=== Angezeigter Text ===
'''

# Hilfe bei BulletProof Ftp Server 2.3.1 (build 26)



## coaxspi (5. August 2006)

Hallo Zusammen!

Ich wollte einen kleinen HomeFtp mit dem besagten Programm einrichten. Es klappt auch alles wunderbar (bin hinter nem Router, Port weitergeleitet), die User kommen rauf. 
Allerdings bekommen sie keine Liste, sondern die Fehlermeldung:

Fehler:	Transferkanal konnte nicht geöffnet werden. Grund: Ein Verbindungsversuch ist fehlgeschlagen, da die Gegenstelle nach einer bestimmten Zeitspanne nicht ordnungsgemäß reagiert hat, oder die hergestellte Verbindung war fehlerhaft, da der verbundene Host nicht reagiert hat.
Fehler:	Dateiliste konnte nicht empfangen werden

Muss ich da noch irgendwas extra einstellen, damit die User die Liste empfangen können und letztendlich dann von mir was laden können?


Vielen Danke im Vorraus,
coaxspi


----------



## coaxspi (5. August 2006)

Anhängsel:
Ich habs jetzt mit Filezilla versucht auf dem gleichen Port, und da funktioniert alles einwandfrei.
Wo der Fehler nun liegt weiß ich nicht, aber falls es jemand weiß, wäre ich für Antwort dankbar, auch wenn ich jetzt Filezilla nutze .

Grüße
coax


----------



## Andreas Späth (5. August 2006)

Ich gehe mal davon aus du nutzt die Standartports, dann geb zusätzlich zu Port 21 den Port 20 frei.


----------



## coaxspi (5. August 2006)

Hi!

Nein ich hab den Port 999 benutzt. Aber wie gesagt, mit Filezilla ging es komischerweise obwohl ich am Router nix geändert habe und bei beiden Programmen den gleichen Port eingestellt habe.

Naja, weiß der Geier woran das liegt.

Danke für die Antwort.
coax


----------

'''

(Erfasste Daten)
'''

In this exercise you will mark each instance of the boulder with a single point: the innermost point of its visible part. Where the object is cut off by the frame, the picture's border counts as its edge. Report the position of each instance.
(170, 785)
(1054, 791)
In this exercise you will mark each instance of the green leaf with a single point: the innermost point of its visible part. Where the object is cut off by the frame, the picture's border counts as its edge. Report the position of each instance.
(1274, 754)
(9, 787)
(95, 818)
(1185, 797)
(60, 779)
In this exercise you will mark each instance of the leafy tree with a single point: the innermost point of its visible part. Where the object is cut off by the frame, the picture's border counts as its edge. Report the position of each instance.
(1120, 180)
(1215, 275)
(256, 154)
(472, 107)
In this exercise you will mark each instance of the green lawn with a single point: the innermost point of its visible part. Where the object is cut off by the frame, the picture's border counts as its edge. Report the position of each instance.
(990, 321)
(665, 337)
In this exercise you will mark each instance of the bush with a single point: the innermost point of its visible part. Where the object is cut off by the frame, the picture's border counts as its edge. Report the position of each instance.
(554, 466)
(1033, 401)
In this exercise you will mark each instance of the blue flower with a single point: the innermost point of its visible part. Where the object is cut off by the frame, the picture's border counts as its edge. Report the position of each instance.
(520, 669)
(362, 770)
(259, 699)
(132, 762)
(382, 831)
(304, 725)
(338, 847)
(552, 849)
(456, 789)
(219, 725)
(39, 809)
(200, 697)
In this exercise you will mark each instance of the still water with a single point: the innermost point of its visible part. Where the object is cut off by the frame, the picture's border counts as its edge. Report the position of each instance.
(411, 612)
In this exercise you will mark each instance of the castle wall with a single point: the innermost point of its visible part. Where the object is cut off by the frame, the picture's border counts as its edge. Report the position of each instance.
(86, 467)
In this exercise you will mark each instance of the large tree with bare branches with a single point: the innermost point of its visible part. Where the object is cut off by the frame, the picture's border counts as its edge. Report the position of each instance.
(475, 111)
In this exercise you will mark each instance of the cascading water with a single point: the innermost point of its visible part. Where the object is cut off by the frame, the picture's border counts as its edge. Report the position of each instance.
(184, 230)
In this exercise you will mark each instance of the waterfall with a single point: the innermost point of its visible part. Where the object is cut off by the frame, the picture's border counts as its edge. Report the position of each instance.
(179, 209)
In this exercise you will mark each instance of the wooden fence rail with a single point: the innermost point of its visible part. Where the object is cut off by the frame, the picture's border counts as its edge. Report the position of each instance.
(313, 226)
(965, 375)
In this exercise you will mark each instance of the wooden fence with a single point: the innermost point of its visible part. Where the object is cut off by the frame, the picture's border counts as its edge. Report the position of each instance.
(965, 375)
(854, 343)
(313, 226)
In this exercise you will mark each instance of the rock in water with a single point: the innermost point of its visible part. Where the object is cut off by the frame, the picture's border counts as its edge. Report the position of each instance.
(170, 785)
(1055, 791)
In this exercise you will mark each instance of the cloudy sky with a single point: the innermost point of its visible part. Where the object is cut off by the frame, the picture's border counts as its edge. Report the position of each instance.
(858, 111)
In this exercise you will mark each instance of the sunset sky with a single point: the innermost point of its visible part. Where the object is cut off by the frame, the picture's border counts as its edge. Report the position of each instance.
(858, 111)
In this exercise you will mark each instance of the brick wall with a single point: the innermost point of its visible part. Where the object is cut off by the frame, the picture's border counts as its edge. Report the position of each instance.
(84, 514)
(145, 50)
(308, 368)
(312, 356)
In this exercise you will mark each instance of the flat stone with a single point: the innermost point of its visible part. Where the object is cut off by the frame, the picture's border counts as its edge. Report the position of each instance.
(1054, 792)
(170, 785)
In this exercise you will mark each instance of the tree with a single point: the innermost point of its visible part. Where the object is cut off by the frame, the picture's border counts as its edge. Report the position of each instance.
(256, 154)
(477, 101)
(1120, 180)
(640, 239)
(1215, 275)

'''

=== Zu erledigen ===
• A. Erklären Sie in ein bis drei Sätzen anhand des Forumsthreads, warum der Rat, zusätzlich Port 20 freizugeben, nach coaxspis Antwort nicht zu seinem Fall passt.
• B. Schreiben Sie die Zeilen der Einträge genau ab, beginnend mit der Zeile, die „the green leaf“ enthält, und endend mit der Zeile, die „(1033, 401)“ enthält.

=== Lösungen der Aufgaben ===
• A. Andreas Späth gab den Rat, Port 20 zusätzlich zu Port 21 freizugeben, nur unter der Annahme, dass coaxspi die Standardports nutzt. coaxspi antwortet jedoch, dass er nicht die Standardports, sondern Port 999 benutzt hat.

• B.
In this exercise you will mark each instance of the green leaf with a single point: the innermost point of its visible part. Where the object is cut off by the frame, the picture's border counts as its edge. Report the position of each instance.
(1274, 754)
(9, 787)
(95, 818)
(1185, 797)
(60, 779)
In this exercise you will mark each instance of the leafy tree with a single point: the innermost point of its visible part. Where the object is cut off by the frame, the picture's border counts as its edge. Report the position of each instance.
(1120, 180)
(1215, 275)
(256, 154)
(472, 107)
In this exercise you will mark each instance of the green lawn with a single point: the innermost point of its visible part. Where the object is cut off by the frame, the picture's border counts as its edge. Report the position of each instance.
(990, 321)
(665, 337)
In this exercise you will mark each instance of the bush with a single point: the innermost point of its visible part. Where the object is cut off by the frame, the picture's border counts as its edge. Report the position of each instance.
(554, 466)
(1033, 401)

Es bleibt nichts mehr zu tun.